Your assignment: Where does the string "black" appear in the material? Copy each line that holds it.
#####
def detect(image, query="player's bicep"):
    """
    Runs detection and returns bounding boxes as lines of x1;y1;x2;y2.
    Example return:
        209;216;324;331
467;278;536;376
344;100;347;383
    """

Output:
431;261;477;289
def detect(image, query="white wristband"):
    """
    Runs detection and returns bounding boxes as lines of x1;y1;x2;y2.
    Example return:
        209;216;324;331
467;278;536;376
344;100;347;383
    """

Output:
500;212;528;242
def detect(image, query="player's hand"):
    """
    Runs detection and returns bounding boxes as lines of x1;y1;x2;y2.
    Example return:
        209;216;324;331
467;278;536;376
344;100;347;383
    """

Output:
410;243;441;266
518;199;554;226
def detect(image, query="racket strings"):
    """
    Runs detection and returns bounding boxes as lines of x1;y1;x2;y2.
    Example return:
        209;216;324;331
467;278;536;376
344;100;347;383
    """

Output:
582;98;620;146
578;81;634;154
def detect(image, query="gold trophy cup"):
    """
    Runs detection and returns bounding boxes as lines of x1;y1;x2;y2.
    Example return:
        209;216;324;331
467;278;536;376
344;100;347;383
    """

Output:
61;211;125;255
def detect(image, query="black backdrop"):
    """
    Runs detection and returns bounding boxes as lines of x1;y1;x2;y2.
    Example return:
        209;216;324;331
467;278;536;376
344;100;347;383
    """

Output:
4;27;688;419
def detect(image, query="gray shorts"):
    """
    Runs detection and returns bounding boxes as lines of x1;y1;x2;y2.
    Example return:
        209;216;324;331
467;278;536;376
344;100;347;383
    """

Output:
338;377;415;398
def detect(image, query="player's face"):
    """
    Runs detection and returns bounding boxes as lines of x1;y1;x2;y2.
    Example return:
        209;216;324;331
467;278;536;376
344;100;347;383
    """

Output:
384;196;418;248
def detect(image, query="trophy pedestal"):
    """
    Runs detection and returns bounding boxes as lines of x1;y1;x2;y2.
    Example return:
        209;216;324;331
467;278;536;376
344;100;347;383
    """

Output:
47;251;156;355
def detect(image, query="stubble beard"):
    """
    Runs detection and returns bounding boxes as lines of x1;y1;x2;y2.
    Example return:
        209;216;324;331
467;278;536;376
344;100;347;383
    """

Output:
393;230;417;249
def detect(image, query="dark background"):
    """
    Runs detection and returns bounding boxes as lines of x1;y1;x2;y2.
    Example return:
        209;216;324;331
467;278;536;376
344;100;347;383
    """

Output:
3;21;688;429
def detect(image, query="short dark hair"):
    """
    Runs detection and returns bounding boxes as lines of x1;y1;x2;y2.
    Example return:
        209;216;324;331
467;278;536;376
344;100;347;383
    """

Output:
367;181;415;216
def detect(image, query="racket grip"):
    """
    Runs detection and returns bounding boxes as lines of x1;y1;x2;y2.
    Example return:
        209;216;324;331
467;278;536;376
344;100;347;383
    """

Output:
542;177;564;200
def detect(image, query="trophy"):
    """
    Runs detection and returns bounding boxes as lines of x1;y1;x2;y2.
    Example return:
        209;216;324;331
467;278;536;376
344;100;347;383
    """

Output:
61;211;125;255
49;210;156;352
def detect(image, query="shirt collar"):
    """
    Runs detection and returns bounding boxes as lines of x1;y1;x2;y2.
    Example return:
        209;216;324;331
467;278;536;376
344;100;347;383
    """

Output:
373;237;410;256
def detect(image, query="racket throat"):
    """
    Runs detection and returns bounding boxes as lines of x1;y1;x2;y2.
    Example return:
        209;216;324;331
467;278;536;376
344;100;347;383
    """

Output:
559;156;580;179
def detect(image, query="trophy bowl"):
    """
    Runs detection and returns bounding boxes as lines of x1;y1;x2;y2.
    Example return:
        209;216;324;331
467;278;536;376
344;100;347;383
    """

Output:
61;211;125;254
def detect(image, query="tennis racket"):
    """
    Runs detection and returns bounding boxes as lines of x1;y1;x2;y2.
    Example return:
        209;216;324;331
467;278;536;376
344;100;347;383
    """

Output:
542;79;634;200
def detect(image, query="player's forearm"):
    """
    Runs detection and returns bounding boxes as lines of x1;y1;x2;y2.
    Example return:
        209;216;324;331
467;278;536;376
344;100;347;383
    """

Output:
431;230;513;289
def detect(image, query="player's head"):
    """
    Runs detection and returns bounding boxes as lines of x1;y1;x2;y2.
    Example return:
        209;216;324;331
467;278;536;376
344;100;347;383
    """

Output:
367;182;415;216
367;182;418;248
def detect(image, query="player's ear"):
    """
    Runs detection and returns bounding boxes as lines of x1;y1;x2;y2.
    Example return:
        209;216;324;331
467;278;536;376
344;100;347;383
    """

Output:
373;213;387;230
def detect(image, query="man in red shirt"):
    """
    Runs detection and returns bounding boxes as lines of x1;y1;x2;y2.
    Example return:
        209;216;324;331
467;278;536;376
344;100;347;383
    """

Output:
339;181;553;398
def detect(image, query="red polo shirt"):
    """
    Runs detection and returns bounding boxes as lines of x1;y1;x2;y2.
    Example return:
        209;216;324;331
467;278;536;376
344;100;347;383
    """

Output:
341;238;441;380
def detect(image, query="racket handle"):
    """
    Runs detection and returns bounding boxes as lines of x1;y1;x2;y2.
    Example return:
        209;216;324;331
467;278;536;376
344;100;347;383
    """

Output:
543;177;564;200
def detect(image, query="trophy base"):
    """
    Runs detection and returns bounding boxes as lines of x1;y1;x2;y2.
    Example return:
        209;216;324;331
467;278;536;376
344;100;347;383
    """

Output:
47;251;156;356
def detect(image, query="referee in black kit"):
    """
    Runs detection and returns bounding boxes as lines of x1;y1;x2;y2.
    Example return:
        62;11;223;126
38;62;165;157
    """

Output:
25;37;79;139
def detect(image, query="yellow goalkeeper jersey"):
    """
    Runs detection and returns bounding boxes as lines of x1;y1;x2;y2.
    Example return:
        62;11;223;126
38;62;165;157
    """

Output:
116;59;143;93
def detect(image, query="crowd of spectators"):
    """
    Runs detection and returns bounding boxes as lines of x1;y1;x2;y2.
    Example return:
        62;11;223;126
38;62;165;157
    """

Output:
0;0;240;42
#####
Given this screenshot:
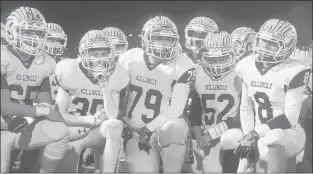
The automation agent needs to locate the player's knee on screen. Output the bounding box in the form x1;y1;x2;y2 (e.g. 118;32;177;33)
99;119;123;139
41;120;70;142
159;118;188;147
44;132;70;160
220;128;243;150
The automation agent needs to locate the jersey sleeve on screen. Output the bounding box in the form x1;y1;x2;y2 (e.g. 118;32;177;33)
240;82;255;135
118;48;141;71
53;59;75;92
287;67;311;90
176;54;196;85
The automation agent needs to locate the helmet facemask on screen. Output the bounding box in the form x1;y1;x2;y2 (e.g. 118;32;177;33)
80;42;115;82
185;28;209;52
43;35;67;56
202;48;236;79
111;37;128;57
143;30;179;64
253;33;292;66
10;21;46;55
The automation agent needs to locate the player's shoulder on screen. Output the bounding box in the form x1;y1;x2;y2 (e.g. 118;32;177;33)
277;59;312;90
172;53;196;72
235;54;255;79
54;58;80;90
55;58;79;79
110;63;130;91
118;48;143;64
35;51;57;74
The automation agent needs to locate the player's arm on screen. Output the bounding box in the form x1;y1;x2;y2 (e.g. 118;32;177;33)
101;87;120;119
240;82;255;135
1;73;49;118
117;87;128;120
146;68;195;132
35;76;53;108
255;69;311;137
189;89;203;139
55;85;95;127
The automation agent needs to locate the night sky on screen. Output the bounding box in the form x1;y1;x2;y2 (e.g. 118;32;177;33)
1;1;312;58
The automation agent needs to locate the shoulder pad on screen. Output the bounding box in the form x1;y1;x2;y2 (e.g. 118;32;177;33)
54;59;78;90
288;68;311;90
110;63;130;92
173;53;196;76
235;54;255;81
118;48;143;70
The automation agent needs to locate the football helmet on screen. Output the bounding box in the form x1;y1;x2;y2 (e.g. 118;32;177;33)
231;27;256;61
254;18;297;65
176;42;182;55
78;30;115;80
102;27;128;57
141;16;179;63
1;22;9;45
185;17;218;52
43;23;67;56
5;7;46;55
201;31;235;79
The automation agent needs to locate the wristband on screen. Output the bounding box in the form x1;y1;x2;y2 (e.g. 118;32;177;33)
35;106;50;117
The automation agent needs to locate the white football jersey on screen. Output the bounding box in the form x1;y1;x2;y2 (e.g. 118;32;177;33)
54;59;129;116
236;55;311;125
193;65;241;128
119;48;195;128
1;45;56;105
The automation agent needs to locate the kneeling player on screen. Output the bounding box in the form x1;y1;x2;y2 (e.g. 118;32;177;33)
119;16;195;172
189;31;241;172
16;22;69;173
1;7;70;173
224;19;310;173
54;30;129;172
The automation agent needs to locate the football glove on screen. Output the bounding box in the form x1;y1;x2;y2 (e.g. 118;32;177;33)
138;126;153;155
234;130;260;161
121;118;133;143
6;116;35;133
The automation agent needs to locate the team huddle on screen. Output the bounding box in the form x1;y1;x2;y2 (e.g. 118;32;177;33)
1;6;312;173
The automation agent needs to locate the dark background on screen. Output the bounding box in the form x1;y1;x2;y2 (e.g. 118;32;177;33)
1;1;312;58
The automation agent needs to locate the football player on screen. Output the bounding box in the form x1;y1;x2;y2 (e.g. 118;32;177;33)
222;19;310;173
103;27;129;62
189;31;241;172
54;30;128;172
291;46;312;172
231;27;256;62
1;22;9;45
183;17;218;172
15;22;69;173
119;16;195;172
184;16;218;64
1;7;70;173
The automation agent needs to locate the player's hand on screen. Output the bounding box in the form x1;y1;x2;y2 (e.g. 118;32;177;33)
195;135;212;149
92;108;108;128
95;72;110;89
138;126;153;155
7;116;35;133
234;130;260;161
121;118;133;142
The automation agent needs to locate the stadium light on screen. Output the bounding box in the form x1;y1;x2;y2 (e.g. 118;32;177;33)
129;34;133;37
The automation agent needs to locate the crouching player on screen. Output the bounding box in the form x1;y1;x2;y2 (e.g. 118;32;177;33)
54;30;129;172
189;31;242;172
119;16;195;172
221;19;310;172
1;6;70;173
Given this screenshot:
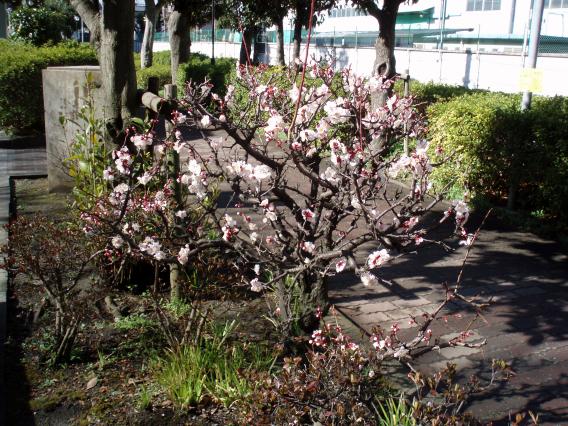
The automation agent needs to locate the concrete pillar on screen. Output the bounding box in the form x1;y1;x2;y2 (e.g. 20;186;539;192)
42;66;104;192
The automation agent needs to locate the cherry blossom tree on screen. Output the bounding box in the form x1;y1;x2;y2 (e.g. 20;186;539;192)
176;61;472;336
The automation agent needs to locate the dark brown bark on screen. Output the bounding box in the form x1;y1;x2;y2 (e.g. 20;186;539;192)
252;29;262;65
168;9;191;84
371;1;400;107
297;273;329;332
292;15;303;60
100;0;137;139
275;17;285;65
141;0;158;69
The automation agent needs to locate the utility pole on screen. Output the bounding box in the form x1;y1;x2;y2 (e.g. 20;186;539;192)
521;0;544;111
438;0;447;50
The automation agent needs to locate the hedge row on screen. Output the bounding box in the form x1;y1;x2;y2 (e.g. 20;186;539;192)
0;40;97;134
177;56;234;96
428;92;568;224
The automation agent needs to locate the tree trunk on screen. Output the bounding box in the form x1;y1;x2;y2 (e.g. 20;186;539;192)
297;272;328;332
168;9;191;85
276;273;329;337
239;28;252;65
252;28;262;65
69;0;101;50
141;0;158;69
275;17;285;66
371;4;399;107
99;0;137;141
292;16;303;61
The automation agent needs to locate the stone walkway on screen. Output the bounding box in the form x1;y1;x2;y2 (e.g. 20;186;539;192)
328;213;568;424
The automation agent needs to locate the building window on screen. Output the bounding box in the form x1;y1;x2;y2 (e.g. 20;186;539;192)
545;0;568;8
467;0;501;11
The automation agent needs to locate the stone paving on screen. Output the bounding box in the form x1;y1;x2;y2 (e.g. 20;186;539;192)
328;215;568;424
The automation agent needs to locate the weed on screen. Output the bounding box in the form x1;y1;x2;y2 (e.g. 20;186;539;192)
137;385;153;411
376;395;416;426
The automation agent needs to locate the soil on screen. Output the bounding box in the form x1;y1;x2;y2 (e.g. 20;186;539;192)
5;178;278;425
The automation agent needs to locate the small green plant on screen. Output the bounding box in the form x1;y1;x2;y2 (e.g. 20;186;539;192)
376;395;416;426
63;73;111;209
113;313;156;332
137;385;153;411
#####
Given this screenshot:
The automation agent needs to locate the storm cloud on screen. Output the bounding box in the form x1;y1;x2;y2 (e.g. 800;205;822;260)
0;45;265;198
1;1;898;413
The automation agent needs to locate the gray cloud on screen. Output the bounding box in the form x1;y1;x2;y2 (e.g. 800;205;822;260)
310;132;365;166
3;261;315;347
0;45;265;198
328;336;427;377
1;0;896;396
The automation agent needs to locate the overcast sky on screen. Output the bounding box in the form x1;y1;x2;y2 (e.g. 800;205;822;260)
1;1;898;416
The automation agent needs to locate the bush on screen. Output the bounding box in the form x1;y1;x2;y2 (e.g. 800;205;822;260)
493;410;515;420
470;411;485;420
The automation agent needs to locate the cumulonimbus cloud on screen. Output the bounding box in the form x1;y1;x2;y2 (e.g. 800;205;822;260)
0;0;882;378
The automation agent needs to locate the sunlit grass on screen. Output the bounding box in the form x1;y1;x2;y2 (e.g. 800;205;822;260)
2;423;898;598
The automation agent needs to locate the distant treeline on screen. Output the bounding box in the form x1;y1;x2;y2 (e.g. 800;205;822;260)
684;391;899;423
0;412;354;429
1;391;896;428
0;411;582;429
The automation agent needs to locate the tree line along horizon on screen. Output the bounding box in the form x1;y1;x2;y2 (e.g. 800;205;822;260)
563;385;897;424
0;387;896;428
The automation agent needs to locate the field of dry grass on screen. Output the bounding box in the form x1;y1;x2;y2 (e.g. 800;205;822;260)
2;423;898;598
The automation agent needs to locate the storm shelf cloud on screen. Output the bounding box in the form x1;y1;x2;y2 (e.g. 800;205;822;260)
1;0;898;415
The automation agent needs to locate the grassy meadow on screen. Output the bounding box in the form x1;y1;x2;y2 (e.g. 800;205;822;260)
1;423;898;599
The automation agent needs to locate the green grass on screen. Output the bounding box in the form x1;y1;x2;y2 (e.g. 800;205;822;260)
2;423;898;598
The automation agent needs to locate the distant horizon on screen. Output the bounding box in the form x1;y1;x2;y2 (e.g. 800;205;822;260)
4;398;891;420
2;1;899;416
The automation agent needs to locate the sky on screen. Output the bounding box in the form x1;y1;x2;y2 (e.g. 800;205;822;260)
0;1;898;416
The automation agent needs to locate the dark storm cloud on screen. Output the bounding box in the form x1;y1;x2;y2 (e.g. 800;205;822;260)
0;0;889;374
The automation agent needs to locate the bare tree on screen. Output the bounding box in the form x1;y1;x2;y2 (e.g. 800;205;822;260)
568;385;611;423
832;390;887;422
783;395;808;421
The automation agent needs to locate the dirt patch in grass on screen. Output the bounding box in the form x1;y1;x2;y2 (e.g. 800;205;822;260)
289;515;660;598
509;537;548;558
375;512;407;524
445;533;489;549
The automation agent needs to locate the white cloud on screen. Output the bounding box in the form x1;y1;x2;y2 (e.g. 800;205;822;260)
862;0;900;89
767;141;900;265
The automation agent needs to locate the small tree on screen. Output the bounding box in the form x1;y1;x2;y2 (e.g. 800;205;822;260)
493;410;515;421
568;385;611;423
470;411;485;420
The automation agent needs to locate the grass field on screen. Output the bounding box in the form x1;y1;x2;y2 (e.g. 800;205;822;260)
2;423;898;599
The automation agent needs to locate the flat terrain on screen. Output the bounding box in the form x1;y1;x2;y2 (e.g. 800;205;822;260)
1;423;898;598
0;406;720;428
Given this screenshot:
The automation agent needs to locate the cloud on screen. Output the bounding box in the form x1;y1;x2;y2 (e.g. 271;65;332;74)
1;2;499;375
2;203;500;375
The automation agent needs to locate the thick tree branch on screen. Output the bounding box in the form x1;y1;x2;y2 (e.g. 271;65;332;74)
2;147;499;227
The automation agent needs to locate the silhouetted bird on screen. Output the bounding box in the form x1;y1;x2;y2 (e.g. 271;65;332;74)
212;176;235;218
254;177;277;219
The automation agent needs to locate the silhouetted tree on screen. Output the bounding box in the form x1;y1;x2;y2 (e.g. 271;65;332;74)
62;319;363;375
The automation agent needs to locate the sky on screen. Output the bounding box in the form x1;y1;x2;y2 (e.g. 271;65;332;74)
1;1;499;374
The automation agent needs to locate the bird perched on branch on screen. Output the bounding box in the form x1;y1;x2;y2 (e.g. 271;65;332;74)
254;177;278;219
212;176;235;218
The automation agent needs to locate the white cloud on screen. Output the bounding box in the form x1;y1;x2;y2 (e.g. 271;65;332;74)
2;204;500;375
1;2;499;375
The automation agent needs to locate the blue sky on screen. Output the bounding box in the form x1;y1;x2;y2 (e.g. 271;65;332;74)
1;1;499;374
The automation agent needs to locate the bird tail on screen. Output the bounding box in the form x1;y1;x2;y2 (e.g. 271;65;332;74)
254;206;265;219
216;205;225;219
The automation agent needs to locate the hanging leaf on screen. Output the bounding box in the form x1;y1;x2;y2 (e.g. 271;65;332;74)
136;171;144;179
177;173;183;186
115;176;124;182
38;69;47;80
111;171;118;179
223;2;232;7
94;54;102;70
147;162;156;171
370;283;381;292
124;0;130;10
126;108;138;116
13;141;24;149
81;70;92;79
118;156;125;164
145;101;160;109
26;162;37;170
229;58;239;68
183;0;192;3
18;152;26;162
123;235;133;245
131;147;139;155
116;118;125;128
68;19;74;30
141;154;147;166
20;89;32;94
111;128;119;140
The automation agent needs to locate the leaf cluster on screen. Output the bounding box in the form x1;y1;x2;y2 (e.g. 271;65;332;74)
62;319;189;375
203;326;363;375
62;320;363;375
#####
Worked solution:
def detect(image, query="black backdrop"):
def detect(image, query="referee in black kit"):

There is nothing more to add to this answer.